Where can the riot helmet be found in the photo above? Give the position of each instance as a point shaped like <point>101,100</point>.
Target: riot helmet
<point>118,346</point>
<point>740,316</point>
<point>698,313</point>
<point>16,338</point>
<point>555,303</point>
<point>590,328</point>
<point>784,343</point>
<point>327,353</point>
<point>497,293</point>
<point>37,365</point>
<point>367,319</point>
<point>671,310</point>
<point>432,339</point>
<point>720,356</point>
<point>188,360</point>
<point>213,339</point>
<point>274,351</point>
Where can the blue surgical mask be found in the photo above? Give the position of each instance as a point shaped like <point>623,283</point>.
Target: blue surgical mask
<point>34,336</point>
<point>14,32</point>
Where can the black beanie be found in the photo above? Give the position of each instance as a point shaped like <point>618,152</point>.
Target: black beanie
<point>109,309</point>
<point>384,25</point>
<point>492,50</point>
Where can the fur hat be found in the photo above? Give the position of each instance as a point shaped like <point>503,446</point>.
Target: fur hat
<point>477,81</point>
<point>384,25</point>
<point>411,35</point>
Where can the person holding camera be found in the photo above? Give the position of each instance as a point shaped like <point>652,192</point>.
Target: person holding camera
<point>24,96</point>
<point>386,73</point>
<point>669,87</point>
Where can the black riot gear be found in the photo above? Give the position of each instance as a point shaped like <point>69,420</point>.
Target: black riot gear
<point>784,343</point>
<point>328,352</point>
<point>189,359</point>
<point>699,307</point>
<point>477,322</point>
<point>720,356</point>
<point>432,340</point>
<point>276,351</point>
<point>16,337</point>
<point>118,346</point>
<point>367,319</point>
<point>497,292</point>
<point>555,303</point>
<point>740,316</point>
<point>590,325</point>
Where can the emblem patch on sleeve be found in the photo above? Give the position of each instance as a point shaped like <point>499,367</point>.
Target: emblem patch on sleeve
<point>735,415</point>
= = = = =
- [EXERCISE OBJECTIVE] Retype the listing above exactly as it appears, from its first line through the line that contains "<point>37,365</point>", including that line.

- [SOLUTION FOR THIS EXERCISE]
Where can the riot helmet be found in the photo above? Give the position of each instance as a point shaped like <point>101,100</point>.
Target: riot helmet
<point>118,346</point>
<point>740,316</point>
<point>698,313</point>
<point>16,338</point>
<point>555,303</point>
<point>590,328</point>
<point>784,343</point>
<point>327,353</point>
<point>497,293</point>
<point>37,365</point>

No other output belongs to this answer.